INPUT DATA below:

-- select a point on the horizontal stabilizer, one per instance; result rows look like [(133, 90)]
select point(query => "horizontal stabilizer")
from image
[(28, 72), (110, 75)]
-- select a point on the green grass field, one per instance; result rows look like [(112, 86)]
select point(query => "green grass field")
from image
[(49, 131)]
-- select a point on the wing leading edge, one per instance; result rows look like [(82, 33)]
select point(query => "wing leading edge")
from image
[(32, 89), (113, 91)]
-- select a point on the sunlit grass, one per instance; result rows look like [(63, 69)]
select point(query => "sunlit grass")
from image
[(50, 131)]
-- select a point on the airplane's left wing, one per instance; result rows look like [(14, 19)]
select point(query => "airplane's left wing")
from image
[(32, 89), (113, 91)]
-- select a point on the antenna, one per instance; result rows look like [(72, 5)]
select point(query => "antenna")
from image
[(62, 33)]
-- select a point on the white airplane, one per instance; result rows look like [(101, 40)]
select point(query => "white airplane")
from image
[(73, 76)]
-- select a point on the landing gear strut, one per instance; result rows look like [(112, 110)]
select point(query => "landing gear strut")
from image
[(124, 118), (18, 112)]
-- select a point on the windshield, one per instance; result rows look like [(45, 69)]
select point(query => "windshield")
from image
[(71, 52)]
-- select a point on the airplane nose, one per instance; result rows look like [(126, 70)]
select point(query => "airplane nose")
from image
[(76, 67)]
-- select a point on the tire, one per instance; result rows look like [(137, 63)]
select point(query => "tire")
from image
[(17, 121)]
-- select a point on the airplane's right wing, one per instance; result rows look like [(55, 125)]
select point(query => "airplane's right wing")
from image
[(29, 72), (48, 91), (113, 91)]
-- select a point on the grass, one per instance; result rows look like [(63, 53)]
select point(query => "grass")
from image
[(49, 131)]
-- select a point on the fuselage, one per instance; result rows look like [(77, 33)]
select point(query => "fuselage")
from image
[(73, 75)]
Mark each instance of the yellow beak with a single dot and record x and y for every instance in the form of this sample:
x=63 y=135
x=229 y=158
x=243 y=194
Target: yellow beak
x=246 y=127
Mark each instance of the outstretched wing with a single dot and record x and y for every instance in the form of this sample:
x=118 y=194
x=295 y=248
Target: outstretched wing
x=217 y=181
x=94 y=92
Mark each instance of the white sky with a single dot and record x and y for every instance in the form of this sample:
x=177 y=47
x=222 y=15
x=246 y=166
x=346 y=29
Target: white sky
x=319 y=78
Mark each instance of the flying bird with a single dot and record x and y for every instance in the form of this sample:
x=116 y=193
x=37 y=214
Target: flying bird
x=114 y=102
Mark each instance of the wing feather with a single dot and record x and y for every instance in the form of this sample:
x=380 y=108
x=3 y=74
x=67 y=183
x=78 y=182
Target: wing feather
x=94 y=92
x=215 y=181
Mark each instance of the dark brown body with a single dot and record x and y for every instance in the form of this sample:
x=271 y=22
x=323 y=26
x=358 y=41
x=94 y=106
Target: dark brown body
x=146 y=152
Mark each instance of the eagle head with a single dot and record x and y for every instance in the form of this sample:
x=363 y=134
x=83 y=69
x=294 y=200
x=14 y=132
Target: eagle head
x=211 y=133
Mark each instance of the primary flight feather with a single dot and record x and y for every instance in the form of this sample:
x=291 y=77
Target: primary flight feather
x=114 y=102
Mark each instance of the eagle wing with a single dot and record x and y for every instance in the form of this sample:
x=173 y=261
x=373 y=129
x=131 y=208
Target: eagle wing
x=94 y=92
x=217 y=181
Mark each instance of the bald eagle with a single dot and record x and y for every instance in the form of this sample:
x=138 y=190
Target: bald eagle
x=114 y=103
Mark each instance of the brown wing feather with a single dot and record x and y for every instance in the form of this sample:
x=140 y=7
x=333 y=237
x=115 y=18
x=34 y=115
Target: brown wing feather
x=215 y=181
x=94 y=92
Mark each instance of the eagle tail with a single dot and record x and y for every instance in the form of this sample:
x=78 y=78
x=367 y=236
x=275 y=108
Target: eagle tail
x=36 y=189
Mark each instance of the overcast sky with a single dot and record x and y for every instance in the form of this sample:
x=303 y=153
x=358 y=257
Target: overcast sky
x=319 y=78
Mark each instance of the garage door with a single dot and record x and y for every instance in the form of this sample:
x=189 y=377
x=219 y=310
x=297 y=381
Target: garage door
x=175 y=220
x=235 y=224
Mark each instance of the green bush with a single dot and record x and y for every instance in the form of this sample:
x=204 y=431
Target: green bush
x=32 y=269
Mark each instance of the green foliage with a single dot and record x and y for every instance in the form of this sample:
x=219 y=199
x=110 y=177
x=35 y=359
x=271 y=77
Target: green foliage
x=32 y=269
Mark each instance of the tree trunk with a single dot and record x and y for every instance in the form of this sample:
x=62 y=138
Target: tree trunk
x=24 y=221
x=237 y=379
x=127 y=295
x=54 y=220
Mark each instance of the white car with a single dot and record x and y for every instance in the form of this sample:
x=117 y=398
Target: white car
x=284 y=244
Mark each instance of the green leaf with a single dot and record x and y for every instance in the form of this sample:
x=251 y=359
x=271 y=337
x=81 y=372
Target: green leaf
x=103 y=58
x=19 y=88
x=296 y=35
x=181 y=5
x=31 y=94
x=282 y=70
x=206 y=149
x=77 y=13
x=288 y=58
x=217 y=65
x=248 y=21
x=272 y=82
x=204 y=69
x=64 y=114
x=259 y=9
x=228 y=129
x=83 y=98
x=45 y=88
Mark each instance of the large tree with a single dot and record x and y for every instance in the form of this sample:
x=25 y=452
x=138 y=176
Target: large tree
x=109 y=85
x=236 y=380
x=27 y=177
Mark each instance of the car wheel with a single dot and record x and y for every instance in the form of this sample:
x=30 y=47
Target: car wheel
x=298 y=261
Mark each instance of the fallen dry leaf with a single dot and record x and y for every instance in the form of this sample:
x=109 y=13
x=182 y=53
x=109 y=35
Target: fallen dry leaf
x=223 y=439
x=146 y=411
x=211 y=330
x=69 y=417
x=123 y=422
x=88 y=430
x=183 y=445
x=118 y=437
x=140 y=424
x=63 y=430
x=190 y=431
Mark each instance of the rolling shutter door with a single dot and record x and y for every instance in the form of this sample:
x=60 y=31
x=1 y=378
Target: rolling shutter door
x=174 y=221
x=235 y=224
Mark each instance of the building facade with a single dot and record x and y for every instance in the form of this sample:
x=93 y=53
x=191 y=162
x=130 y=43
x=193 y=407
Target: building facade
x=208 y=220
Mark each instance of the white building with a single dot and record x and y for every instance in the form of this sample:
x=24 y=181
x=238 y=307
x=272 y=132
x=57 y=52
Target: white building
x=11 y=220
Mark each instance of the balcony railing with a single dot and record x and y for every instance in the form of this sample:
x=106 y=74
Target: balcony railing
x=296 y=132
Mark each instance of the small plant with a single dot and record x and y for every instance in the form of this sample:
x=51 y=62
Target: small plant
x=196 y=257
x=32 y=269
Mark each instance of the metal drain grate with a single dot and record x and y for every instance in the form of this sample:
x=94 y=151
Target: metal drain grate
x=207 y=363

End of INPUT DATA.

> [DESCRIPTION OF THE TASK] Set down each entry exactly, leaving none out.

> [FINISHED EXERCISE]
-- select a point on the horizontal stabilizer, one per instance; result rows look like [(133, 90)]
select point(query => "horizontal stabilizer")
from image
[(28, 72), (110, 75)]
-- select a point on the green grass field, one per instance; result rows look like [(112, 86)]
select point(query => "green grass field")
from image
[(49, 131)]
-- select a point on the wing leading edge, one per instance; result rows look like [(82, 33)]
select point(query => "wing leading edge")
from image
[(32, 89), (113, 91)]
-- select a point on the sunlit grass, one per instance; result rows look like [(63, 69)]
select point(query => "sunlit grass")
from image
[(50, 131)]
-- select a point on the airplane's left wing, one per instance; result rows look like [(14, 19)]
select point(query => "airplane's left wing")
from image
[(32, 89), (113, 91)]
-- select a point on the antenna, one per instance; result rows look like [(72, 5)]
select point(query => "antenna")
from image
[(62, 33)]
-- select a point on the white airplane, one per instance; result rows look like [(101, 40)]
select point(query => "white airplane")
from image
[(73, 76)]
-- select a point on the landing gear strut, one per instance; result rows look like [(112, 110)]
select point(query => "landing gear strut")
from image
[(124, 118), (18, 112)]
-- select a point on the windshield, one per instance; result rows look like [(45, 69)]
select point(query => "windshield")
from image
[(71, 52)]
-- select a point on the airplane nose, one per instance; result rows look like [(126, 70)]
select point(query => "airplane nose")
from image
[(76, 67)]
-- select a point on the tire, one per instance; result rows look like [(137, 63)]
select point(query => "tire")
from image
[(17, 121)]
-- select a point on the airplane's right wing, one per instance; result rows look like [(55, 125)]
select point(query => "airplane's right wing")
from image
[(29, 72), (48, 91), (113, 91)]
-- select a point on the grass, one per instance; result rows look like [(63, 53)]
select point(query => "grass")
from image
[(49, 131)]
-- select a point on the fuselage, one per instance; result rows look like [(77, 33)]
select point(query => "fuselage")
from image
[(73, 75)]
Mark each instance of the yellow beak with a single dot and record x and y for every instance in the form of this sample:
x=63 y=135
x=229 y=158
x=243 y=194
Target: yellow beak
x=246 y=127
Mark each instance of the outstretched wing with a single dot and record x and y for every instance in the form of this sample:
x=118 y=194
x=295 y=248
Target: outstretched wing
x=217 y=181
x=94 y=92
Mark each instance of the white sky with a single dot and record x and y for every instance in the form of this sample:
x=177 y=47
x=222 y=15
x=246 y=166
x=346 y=29
Target: white sky
x=319 y=78
Mark each instance of the flying bird with a single dot and record x and y for every instance in the form of this sample:
x=116 y=193
x=37 y=214
Target: flying bird
x=114 y=102
Mark each instance of the wing feather with a single dot and record x and y for every instance in the form of this sample:
x=380 y=108
x=3 y=74
x=67 y=183
x=78 y=182
Target: wing feather
x=94 y=92
x=215 y=181
Mark each instance of the dark brown body with a single dot and record x and y for every instance in the form of this sample:
x=271 y=22
x=323 y=26
x=358 y=41
x=94 y=106
Target: dark brown body
x=146 y=152
Mark each instance of the eagle head with a single dot and record x and y for every instance in the form of this sample:
x=363 y=134
x=83 y=69
x=294 y=200
x=14 y=132
Target: eagle head
x=211 y=133
Mark each instance of the primary flight feather with a single dot and record x and y for every instance in the form of this sample:
x=291 y=77
Target: primary flight feather
x=114 y=102
Mark each instance of the eagle wing with a single dot and record x and y for every instance in the form of this sample:
x=173 y=261
x=373 y=129
x=131 y=208
Target: eagle wing
x=94 y=92
x=217 y=181
Mark each instance of the bald eagle with a single dot and record x and y for every instance in the form of this sample:
x=138 y=190
Target: bald eagle
x=114 y=103
Mark each instance of the brown wing feather with a single dot and record x and y for every instance in the form of this sample:
x=140 y=7
x=333 y=237
x=115 y=18
x=34 y=115
Target: brown wing feather
x=215 y=181
x=94 y=92
Mark each instance of the eagle tail with a single dot and record x and y for every instance in the form of this sample:
x=78 y=78
x=367 y=236
x=275 y=108
Target: eagle tail
x=36 y=189
Mark each instance of the overcast sky with a single dot and record x and y for every instance in the form of this sample:
x=303 y=153
x=358 y=257
Target: overcast sky
x=319 y=78
Mark each instance of the garage door with a single dot and record x and y for every instance in the form of this sample:
x=189 y=377
x=219 y=310
x=297 y=381
Target: garage door
x=175 y=220
x=235 y=224
Mark each instance of the green bush with a single dot and record x and y for every instance in the form of this sample:
x=204 y=431
Target: green bush
x=32 y=269
Mark each instance of the green foliage with a single dot and record x and y for every instance in the form of this sample:
x=219 y=199
x=110 y=177
x=35 y=359
x=271 y=77
Target: green foliage
x=32 y=269
Mark each instance of the tree trunk with a single dot and record x and y for every instance in the form of this sample:
x=62 y=138
Target: tree trunk
x=24 y=221
x=237 y=379
x=127 y=295
x=54 y=220
Mark each instance of the white car with a single dot and record x and y for every instance in the form of this sample:
x=117 y=398
Target: white car
x=284 y=244
Mark each instance of the green leaf with a single dot and record x and y for every instance in the form of this sample:
x=251 y=359
x=271 y=337
x=81 y=372
Target: green leaf
x=103 y=58
x=19 y=88
x=296 y=35
x=181 y=5
x=31 y=94
x=282 y=70
x=206 y=149
x=77 y=13
x=288 y=58
x=217 y=65
x=248 y=21
x=272 y=82
x=204 y=69
x=64 y=114
x=259 y=9
x=228 y=129
x=83 y=98
x=45 y=88
Mark each instance of the large tree with a single dot and record x and y for every instance in the form of this sample:
x=25 y=452
x=138 y=176
Target: large tree
x=109 y=85
x=236 y=380
x=27 y=177
Mark each instance of the car wheel with a single dot and record x and y for every instance in the form of this sample:
x=30 y=47
Target: car wheel
x=298 y=261
Mark each instance of the fallen dry leaf with a single dot and record x and y for every instance in the form of this sample:
x=109 y=13
x=182 y=53
x=109 y=35
Target: fallen dry leaf
x=223 y=439
x=146 y=411
x=211 y=330
x=69 y=417
x=123 y=422
x=88 y=430
x=183 y=445
x=118 y=437
x=140 y=424
x=63 y=430
x=190 y=431
Mark each instance of the rolling shutter door with a single dot and record x and y for every instance in the form of this sample:
x=60 y=31
x=1 y=378
Target: rolling shutter door
x=174 y=221
x=235 y=224
Mark each instance of the building facade with a single dot and record x and y for every instance in the form of this sample:
x=93 y=53
x=191 y=162
x=130 y=43
x=193 y=407
Target: building facade
x=208 y=220
Mark each instance of the white building with a single dot and record x and y for every instance in the form of this sample:
x=24 y=181
x=238 y=307
x=272 y=132
x=57 y=52
Target: white building
x=11 y=220
Mark each instance of the balcony railing with a single dot and record x and y for every instance in the form of this sample:
x=106 y=74
Target: balcony railing
x=296 y=132
Mark each instance of the small plant with a single dot and record x and y for every instance in the form of this sample:
x=51 y=62
Target: small plant
x=196 y=257
x=32 y=269
Mark each instance of the metal drain grate with a single dot and record x and y for every instance in the form of this sample:
x=94 y=151
Target: metal drain grate
x=207 y=363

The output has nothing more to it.